▸ TASK DESCRIPTION
Whenever a line below holds the word "coordinates", count it; then give the total and nothing else.

DATA FOR ANALYSIS Start Marker

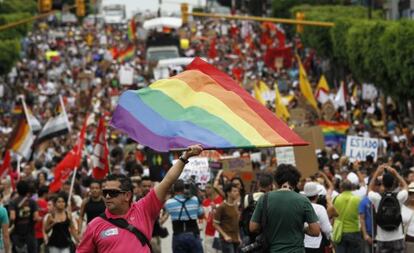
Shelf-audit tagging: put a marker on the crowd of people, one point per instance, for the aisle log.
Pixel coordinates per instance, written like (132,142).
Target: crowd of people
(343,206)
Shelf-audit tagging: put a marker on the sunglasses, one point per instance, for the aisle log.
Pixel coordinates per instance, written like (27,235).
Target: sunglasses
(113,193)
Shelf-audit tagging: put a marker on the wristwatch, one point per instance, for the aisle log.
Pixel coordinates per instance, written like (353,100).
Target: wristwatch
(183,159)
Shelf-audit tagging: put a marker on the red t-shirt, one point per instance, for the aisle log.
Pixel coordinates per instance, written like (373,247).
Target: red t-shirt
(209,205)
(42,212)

DATA FOR ANALYSIS End Marker
DATA FOR ANALYSIS Start Marker

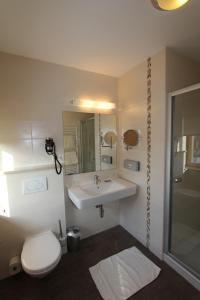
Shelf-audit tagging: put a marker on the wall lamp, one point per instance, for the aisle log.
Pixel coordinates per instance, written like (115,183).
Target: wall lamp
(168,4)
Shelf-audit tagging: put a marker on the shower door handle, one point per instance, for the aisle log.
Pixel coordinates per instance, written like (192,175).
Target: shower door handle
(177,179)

DATA FOR ANALYSIS End Marker
DATA FOR ANALYSIS Start Marker

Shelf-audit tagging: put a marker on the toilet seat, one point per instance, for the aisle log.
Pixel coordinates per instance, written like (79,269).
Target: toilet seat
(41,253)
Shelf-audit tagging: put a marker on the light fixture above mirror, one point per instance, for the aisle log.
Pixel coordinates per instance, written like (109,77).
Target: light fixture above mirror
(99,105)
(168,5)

DATA FOR ANALYSIS End Marker

▸ TASK RESULT
8